• **What the task requires**: Copy every line of the items below, requests included, and add 67 to each x and y coordinate in the answers. Leave the picture out of your answer.

Point annotation dataset records
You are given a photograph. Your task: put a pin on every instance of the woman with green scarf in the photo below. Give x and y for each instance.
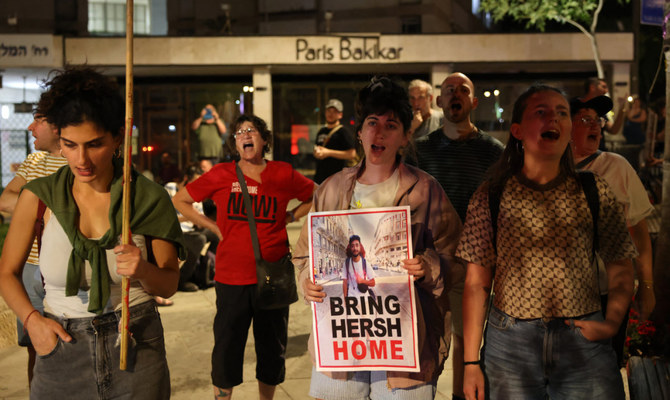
(81, 260)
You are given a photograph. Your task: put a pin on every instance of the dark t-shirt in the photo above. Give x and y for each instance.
(459, 165)
(342, 139)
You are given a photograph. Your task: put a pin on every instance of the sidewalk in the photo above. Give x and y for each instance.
(189, 342)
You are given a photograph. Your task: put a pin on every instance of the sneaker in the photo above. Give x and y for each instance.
(188, 287)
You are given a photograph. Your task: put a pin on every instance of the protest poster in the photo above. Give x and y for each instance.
(367, 320)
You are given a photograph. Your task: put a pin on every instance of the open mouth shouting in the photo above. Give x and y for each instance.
(550, 135)
(377, 148)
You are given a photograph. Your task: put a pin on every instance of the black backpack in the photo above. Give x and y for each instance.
(588, 182)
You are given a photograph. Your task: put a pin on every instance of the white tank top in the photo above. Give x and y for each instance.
(54, 259)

• **Exercise response**:
You are given a photograph. Your task: put a pin on every instance of the woman with green scarf in the photo below. Give x and y for each instance.
(148, 327)
You are given a photograph. Your task: put a pin on every instance of the dark t-shirt in the photo above. Give x and y for each instance.
(526, 232)
(409, 206)
You are given a photograph. Your task: put a pin on every instance of the sidewalk in the photo above. Give x and y for each instance.
(256, 409)
You are given a photograph. Your task: put a pin on every instance of the sneaker in the photo above. Give x and y for each instance.
(255, 354)
You are given a photograph. Your task: put a pin on every instance of the protest poster in the photo above. Give x and y for each instance.
(434, 387)
You are given a photograph. Your task: put a pin on every instance of the open mouth shouting in the photo above. Give x and y for each instance.
(617, 202)
(444, 215)
You are given a photograph. Your task: put a pin on every instance of the black backpack in the photo above. Give x and y for each instance.
(655, 249)
You are given a photograph. Your task: put a pin on every instance of the white tank top in the photo above. Give x and y for each instance.
(121, 326)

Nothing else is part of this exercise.